> [RECORDS TO PROCESS]
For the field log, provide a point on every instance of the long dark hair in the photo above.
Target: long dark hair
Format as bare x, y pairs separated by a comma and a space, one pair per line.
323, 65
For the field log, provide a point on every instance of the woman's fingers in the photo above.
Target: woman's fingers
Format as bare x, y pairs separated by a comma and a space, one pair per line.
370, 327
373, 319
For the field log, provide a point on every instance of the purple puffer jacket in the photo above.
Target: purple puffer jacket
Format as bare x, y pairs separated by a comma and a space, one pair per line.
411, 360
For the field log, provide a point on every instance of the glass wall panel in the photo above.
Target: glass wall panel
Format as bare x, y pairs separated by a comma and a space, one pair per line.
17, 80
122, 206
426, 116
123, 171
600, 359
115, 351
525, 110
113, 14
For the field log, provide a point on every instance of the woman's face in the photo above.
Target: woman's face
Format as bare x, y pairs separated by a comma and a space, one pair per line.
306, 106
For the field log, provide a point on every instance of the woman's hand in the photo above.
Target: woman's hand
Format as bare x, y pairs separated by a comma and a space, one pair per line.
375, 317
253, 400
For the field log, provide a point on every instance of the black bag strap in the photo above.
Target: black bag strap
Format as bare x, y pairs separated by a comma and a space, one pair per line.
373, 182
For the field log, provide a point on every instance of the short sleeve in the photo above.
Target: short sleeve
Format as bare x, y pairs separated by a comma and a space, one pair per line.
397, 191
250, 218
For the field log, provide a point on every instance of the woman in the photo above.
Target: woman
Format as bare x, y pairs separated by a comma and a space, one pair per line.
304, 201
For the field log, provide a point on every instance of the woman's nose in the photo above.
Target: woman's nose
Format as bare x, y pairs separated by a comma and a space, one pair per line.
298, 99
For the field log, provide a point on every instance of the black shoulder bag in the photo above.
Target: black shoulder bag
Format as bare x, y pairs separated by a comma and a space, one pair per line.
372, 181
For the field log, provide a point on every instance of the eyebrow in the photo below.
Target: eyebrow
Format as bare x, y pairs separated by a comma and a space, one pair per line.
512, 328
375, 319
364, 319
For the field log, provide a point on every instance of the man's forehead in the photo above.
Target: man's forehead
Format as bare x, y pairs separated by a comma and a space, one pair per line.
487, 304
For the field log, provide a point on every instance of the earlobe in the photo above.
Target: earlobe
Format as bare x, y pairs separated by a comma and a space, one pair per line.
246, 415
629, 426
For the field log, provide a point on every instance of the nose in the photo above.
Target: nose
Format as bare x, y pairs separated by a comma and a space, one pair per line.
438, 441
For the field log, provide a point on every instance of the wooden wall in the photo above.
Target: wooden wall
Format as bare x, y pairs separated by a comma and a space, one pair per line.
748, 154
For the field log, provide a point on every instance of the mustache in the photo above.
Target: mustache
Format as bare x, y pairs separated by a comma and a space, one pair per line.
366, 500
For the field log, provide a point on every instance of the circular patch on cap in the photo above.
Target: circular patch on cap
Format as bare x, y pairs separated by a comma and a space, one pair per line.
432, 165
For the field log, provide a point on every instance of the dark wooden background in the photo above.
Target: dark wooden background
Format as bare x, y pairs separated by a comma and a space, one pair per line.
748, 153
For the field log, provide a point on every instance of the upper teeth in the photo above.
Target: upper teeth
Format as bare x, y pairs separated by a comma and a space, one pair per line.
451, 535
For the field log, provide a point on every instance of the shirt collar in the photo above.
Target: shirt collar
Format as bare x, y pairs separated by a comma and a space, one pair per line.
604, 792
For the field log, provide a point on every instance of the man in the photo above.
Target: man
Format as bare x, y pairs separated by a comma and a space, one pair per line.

> [TASK GOAL] Every line that includes "background" must be copied from the material above.

> [RESULT OF THE EXERCISE]
For the field log, provide a point on every instance of the dark wooden background in the photo above.
Target: dark wooden background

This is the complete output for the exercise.